PROBLEM DESCRIPTION
Reproduce the records verbatim, from the line containing "Could you please mark the grey" up to and including the final line of the records.
───── RECORDED DATA ─────
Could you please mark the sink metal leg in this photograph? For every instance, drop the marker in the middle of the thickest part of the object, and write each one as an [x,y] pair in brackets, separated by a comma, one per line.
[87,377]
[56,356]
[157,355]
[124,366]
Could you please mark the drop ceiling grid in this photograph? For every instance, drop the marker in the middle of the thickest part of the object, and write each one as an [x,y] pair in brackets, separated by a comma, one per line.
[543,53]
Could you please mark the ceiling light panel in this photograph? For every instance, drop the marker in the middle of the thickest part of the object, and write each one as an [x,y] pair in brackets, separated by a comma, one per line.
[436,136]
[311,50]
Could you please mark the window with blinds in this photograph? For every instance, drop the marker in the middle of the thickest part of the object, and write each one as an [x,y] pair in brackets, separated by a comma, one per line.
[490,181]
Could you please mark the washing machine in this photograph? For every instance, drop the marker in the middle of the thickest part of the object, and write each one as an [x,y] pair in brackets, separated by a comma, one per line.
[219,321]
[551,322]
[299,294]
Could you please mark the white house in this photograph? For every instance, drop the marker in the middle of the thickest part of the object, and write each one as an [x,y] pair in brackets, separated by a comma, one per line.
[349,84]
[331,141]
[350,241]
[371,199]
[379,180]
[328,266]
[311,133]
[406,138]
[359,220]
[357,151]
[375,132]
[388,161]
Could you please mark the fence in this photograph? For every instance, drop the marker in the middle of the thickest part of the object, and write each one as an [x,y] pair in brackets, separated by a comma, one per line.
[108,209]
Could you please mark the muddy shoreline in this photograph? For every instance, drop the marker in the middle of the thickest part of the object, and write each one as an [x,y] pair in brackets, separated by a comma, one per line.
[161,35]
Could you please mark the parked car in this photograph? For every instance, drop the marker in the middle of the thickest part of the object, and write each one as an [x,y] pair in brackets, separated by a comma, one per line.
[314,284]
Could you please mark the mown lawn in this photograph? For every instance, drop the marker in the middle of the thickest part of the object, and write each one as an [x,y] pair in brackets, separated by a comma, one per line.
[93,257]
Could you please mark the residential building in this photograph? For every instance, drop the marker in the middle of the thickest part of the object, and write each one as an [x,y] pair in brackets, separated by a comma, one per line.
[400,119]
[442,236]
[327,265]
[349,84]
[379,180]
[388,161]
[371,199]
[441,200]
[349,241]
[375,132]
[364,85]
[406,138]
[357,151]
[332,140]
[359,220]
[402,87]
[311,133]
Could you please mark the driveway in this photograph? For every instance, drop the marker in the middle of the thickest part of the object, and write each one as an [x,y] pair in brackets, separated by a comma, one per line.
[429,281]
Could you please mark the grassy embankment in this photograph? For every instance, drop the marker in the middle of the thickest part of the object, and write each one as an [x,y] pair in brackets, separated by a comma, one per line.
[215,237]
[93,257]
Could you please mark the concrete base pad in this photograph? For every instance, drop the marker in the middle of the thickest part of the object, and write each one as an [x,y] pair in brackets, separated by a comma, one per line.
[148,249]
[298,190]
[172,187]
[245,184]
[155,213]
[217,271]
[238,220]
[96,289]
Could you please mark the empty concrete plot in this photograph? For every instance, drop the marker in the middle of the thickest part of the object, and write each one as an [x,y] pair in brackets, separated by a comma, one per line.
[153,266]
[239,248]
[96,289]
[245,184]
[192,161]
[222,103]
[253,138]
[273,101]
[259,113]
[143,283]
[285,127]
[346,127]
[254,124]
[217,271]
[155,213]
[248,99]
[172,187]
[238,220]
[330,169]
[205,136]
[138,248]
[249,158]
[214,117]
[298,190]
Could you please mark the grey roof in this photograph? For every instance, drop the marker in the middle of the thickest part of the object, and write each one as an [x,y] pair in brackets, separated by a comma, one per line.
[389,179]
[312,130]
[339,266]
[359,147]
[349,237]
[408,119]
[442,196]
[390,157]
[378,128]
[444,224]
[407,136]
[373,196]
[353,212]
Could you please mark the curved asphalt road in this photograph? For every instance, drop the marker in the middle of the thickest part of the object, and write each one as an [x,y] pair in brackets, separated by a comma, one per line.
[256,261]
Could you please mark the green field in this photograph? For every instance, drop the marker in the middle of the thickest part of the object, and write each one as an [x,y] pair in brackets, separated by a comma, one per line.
─────
REPLY TO THE EXERCISE
Could you please mark the grey roof in this photograph? For every instance, drop the marker in the middle of the thickest part of the object, and write each one as an [x,y] pair in brackets, separated by a comma, one per line.
[389,179]
[312,130]
[339,266]
[359,147]
[349,237]
[408,119]
[442,196]
[390,157]
[378,128]
[444,224]
[407,136]
[373,196]
[353,212]
Could you please mark the curved asphalt road in this photograph? For every instance, drop the marker in the middle of the thickest part of the object, and write each one as an [x,y] pair in brackets, separated by a comma, one per line.
[256,261]
Could you please mark the green field in this photograph? For every instance, drop the marker in the middle of the thickest part of the object, and write each one as an [x,y] pair in brackets, separated by a comma, one per line.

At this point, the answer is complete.